- BRIEF -
Write out again the entries from the first line to the line that includes "Trace every instance of the front door", keeping both of those lines.

:: RECORDED DATA

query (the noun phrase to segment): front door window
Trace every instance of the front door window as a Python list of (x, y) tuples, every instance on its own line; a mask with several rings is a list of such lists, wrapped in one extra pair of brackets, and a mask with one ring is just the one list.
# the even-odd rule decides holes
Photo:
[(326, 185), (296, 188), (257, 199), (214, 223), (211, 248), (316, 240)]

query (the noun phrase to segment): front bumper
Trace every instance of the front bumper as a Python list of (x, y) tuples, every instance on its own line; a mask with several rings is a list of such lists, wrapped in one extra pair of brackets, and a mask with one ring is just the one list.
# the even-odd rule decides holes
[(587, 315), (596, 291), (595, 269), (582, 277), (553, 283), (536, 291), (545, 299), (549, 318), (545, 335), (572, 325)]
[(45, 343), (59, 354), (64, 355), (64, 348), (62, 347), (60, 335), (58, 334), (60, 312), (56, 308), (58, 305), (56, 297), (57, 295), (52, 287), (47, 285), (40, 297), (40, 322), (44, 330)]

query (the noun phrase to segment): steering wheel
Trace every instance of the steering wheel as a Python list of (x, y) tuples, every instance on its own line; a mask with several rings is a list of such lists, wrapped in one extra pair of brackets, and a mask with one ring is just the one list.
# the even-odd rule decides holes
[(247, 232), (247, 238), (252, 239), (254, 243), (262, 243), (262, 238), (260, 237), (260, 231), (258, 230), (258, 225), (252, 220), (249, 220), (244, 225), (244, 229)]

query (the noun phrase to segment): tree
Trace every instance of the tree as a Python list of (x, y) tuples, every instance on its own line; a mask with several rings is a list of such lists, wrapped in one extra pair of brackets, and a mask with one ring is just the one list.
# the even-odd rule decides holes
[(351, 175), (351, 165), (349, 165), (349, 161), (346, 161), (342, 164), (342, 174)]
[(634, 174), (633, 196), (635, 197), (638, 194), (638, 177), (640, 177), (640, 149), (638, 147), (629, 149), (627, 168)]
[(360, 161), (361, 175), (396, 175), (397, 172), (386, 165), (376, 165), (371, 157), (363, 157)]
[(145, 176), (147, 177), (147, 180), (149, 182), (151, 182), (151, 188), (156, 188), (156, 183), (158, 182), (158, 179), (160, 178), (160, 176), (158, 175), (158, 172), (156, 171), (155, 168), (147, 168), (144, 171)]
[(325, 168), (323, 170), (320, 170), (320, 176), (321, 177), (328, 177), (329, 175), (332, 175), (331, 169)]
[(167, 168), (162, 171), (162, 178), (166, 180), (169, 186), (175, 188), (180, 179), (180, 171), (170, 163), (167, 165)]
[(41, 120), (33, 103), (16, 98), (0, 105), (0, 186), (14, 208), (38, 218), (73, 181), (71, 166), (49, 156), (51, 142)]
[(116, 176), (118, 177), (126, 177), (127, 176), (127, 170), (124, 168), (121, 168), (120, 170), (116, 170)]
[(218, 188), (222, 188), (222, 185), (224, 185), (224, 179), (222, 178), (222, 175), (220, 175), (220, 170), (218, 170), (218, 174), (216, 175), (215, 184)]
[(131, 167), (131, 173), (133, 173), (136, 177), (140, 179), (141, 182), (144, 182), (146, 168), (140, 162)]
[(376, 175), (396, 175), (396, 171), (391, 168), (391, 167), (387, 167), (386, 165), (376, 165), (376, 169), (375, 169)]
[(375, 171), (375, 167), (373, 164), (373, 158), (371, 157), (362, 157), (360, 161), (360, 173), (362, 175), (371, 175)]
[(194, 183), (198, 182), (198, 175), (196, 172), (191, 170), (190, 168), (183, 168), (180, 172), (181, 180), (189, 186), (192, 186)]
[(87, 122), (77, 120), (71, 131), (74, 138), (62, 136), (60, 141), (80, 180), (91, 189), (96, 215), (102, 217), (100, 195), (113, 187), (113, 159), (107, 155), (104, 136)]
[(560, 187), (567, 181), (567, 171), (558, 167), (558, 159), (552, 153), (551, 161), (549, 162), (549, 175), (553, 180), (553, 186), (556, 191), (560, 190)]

::::

- TASK SOLUTION -
query (the noun phrase to segment): front door window
Trace every instance of the front door window as a Python list of (x, y) tuples, every instance on its own line; a mask with several rings is a list of such lists, wrapped in one extra pair of brackets, and a mask with one ring is just the one list.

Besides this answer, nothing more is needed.